### SUPPLIED RECORDS
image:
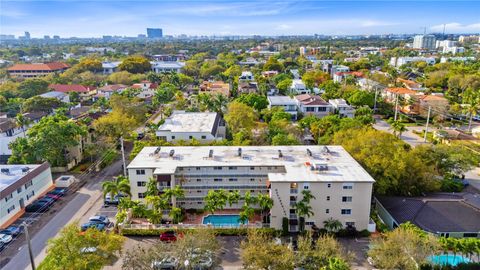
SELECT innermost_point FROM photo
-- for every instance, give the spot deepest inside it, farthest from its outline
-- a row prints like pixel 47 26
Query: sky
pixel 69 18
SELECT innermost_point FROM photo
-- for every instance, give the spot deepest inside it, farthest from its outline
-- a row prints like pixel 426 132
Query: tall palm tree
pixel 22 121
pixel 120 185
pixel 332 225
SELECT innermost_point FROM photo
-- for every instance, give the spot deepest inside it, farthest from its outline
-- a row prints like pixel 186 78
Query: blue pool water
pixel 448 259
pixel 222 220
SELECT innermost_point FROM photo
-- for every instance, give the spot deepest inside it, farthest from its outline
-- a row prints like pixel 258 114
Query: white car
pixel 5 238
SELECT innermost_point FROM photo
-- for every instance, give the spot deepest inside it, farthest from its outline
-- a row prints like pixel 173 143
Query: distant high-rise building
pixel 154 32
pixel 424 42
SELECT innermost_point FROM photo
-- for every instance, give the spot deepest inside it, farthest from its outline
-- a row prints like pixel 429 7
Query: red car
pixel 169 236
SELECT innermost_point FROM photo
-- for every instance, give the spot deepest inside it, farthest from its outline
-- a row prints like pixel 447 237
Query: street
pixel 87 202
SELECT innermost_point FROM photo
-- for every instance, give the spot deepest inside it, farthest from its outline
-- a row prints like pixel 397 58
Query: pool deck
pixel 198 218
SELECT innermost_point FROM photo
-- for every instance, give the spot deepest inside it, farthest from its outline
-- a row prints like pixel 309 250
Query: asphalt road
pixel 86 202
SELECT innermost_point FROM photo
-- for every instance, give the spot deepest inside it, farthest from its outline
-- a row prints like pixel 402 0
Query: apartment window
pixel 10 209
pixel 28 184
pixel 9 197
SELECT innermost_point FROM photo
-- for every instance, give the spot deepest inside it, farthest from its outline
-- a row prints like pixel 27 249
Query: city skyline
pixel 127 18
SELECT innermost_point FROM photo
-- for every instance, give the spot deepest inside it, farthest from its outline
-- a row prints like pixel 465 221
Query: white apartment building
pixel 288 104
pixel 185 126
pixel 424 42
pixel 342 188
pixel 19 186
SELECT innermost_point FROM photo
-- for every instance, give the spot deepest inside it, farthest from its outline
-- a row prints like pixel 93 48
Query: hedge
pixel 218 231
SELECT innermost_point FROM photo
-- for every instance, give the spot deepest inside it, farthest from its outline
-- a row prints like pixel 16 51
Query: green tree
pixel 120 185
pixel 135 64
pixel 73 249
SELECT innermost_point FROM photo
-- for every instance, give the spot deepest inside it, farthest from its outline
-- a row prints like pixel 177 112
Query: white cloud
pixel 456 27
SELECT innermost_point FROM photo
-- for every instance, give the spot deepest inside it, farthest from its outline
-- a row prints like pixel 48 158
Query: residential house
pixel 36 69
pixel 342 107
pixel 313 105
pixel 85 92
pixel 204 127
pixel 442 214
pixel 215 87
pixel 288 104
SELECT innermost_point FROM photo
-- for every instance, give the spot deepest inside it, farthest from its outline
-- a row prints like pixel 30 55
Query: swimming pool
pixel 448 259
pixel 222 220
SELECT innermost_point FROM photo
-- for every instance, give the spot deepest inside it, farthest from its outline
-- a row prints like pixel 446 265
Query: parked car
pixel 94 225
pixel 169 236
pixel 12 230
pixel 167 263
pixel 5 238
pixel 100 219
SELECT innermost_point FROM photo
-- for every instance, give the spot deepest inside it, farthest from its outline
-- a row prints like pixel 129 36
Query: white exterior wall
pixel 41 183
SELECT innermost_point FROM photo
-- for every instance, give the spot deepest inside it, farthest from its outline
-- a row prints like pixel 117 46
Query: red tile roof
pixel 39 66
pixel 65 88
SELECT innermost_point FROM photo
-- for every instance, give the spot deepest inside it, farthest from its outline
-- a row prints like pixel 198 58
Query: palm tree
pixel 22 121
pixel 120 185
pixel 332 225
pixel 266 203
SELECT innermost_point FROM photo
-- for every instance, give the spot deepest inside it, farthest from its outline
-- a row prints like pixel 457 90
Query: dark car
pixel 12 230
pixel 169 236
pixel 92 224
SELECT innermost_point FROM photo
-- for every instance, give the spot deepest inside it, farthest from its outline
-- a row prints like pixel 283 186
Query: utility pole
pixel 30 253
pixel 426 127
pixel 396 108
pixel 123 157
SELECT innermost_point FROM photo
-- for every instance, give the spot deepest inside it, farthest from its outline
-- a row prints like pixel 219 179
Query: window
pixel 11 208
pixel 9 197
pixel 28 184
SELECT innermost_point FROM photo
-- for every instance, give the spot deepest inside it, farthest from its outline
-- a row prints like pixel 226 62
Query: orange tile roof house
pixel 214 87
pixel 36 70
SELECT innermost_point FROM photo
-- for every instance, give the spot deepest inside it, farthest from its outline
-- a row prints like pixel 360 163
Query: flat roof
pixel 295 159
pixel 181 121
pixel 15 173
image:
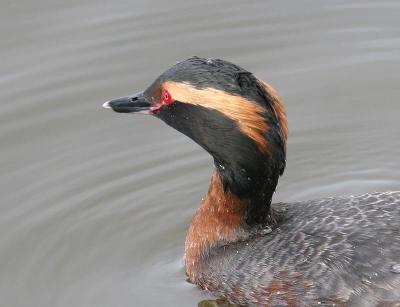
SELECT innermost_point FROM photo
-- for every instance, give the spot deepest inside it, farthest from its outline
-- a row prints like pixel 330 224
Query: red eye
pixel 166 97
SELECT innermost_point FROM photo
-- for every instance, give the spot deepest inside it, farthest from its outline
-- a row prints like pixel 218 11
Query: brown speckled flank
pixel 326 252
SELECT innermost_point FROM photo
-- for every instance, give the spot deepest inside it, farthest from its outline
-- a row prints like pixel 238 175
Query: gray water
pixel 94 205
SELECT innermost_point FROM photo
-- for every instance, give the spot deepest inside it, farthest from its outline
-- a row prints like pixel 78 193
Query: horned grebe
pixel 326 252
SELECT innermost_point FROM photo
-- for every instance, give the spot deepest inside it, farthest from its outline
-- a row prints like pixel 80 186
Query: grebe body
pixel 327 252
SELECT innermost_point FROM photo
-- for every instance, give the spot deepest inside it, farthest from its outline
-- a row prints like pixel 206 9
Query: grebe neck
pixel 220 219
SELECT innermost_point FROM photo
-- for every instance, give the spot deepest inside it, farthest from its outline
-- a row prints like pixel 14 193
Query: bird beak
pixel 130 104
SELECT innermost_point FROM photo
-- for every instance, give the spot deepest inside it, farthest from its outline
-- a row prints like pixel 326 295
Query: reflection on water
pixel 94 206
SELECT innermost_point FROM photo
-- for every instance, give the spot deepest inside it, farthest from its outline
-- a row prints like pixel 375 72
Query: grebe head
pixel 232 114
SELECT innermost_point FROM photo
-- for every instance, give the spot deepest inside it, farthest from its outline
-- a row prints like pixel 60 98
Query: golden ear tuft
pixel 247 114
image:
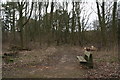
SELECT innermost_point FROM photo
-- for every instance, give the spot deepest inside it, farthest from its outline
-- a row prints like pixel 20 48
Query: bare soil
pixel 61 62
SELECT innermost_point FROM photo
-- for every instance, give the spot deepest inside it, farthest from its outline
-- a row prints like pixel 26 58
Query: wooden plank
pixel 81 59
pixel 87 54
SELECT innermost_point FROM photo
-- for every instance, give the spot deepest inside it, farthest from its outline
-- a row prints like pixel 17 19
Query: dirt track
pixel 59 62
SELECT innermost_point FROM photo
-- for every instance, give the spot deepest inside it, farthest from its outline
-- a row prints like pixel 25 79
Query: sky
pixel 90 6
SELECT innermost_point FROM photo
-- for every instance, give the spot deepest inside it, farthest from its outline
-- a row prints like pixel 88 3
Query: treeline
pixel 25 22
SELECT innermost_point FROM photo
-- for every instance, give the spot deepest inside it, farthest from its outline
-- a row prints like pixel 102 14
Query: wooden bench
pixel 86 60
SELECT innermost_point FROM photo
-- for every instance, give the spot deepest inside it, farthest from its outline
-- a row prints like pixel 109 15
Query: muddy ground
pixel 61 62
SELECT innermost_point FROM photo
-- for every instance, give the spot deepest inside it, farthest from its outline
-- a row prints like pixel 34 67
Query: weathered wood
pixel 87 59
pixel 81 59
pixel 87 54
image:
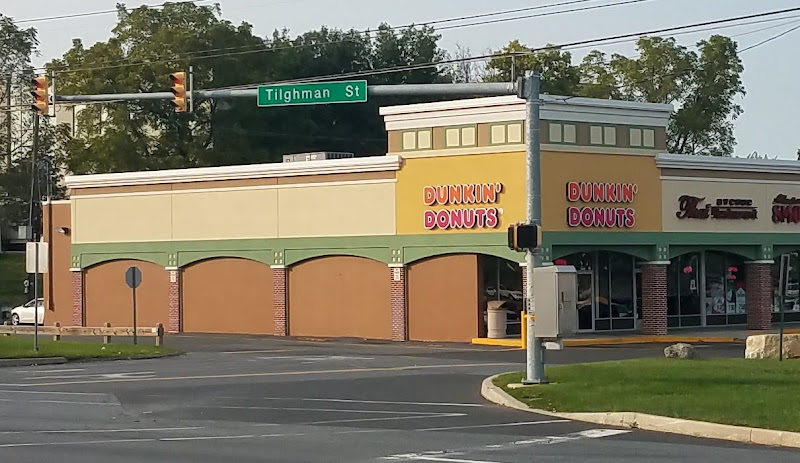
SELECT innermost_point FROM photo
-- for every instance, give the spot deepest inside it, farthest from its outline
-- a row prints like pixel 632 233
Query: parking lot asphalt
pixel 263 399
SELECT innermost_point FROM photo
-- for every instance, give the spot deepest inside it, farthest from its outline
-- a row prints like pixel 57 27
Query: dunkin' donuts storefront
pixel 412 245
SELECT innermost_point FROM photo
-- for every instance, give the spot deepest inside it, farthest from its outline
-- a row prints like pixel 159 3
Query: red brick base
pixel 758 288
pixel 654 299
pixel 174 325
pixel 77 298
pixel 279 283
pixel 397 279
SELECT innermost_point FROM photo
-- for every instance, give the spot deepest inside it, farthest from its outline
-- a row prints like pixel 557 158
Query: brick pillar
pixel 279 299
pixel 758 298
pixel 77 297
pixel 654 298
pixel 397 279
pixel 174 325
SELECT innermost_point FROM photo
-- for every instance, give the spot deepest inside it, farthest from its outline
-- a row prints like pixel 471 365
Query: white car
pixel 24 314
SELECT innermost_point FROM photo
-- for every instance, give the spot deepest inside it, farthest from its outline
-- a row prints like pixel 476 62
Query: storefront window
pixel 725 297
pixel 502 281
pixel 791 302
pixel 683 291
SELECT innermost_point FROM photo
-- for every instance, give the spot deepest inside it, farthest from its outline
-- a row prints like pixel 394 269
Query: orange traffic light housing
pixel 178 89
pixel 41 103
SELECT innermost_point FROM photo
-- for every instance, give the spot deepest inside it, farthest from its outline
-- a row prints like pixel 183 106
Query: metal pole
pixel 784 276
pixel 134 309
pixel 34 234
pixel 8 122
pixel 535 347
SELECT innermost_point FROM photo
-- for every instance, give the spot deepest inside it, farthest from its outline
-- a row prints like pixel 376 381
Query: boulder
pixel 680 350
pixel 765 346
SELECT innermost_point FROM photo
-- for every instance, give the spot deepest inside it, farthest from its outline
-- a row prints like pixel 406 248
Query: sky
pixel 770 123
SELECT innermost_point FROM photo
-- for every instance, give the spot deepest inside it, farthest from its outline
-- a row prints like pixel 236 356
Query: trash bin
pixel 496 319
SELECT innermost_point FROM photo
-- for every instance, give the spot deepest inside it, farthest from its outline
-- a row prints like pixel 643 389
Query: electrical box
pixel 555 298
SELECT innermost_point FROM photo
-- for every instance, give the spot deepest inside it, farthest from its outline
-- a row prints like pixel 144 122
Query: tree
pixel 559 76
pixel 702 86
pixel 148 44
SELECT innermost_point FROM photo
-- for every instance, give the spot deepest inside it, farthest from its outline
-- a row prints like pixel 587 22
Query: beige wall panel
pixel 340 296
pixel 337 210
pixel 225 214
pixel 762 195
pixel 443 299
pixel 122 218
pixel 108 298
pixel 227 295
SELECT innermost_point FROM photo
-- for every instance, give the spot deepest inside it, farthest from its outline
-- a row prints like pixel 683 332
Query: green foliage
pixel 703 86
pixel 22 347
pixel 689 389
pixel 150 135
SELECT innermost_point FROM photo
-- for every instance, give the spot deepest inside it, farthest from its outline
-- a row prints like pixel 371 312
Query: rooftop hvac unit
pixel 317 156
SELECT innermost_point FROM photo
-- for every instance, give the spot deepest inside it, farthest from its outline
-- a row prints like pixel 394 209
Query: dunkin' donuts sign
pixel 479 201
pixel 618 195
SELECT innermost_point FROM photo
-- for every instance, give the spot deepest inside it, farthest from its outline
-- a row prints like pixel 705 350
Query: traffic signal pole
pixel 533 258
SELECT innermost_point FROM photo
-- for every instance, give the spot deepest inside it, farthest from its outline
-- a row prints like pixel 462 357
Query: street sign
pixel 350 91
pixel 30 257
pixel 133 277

### STATED GOAL
Please rewrite the stretch from the start of the material through the line containing "pixel 69 18", replacing "outline" with "boundary" and leaving everything else unchanged. Omit the pictures.

### EXPECTED ANSWER
image:
SELECT innermost_point FROM photo
-- for every instance, give the spot deepest inside it, farthest from its boundary
-- a row prints like pixel 47 26
Query: sky
pixel 69 18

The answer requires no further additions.